* EXERCISE BRIEF *
Every record that follows must be duplicated exactly, with images left out.

* ENTRIES PROVIDED *
•••••

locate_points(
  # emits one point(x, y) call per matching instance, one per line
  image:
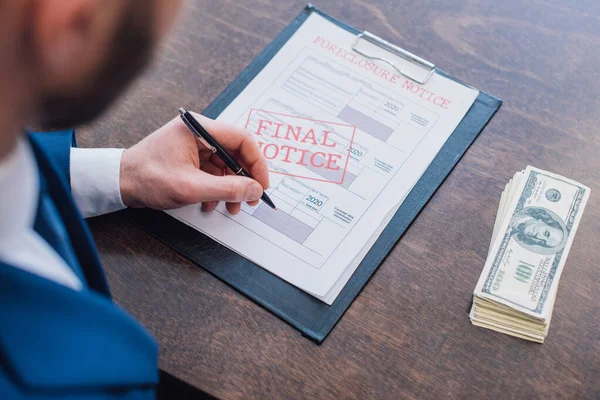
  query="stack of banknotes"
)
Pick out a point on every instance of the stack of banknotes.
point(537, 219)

•••••

* RESULT FOR THIS EXERCISE *
locate_points(
  # emits one point(x, y) call per matching instance, one per line
  image:
  query="stack of banknotes"
)
Pick out a point on every instance of the stack of banknotes.
point(537, 219)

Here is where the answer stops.